◆ **Tasks to complete**
1. In the discussion comparing Bolos with Federation starships, what maximum torpedo yield does the TNG manual give?
2. From the discussion comparing Bolos with Federation starships, copy word for word the passage that opens with the words containing "2. The problem" and closes with "kill said vessel.".

◆ **Document extract**
____

2. The problem lay in what yield are you assuming for a photon torpedo? I tend to lean towards 100-150 megatons which places the quarter gigaton salvo on par with a torp or two, very unlikely to punch through on its first shot. If we lean the other way and go with the TNG manual which gives a maximum yield of 64 megatons in an omnidirectional blast reducing the effective yield to a measly 32 at best it would still take more than one torp to drop the shields on any halfway decent 24th century starship and would still grant the average fed ship a tougher target than the mark three dreadnought the 34’s were built to stop. The 34 however would hit the with force of roughly eight of such torpedoes and would instanta kill said vessel.

 

 

 

Going by the tech manual (even though in the shows the yield shown are quite less than stated in the manual), yes the quantum torps are maxed at 64MT omnidirectional and yes only 32MT is actually used. Photon torpedoes yield is I think much less than quantums.

 

 

 

You'll understand that unlike the Bolos, Federation starships (not including the new Star Trek universe) have no point defence capabilities. Bolos can track the torps and shoot it down while all the captain on the starship can do is say "BRACE FOR IMPACT!" and pray that the shields hold. The starship could fire more than one torp in quick succession but the Bolo will not be staying put. It'll keep on moving and shooting down the torps at the same time. For MK XXXI, there is not much they can do to orbiting starships as 2.75MT isn't much (unless there are those that claim that torp yield are in the high kiloton\low megaton, then the Bolo's Hellbore is up to the task. For the MK XXXIIIs and the XXXIVs would have an easier time defending and attacking as the 33's have the threee 220cm Hellbores than take out three torps at the same time, more if the torps enter the atmosphere as the Bolo will use it's secondary weapons to take out any other torps. 34's would have an easier time despite one less 220cm Hellbore but it can offset that by using it's Hellrails to attack the starship while at the same time knock down any torps.

____

◆ **Supplied material**
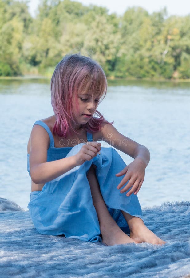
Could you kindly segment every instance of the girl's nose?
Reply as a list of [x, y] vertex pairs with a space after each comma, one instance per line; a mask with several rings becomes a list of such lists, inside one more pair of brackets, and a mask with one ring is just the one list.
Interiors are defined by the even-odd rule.
[[94, 110], [96, 108], [95, 103], [93, 101], [89, 103], [87, 109], [89, 110]]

____

◆ **Answers for the exercise**
1. 64 megatons in an omnidirectional blast.

2.
2. The problem lay in what yield are you assuming for a photon torpedo? I tend to lean towards 100-150 megatons which places the quarter gigaton salvo on par with a torp or two, very unlikely to punch through on its first shot. If we lean the other way and go with the TNG manual which gives a maximum yield of 64 megatons in an omnidirectional blast reducing the effective yield to a measly 32 at best it would still take more than one torp to drop the shields on any halfway decent 24th century starship and would still grant the average fed ship a tougher target than the mark three dreadnought the 34’s were built to stop. The 34 however would hit the with force of roughly eight of such torpedoes and would instanta kill said vessel.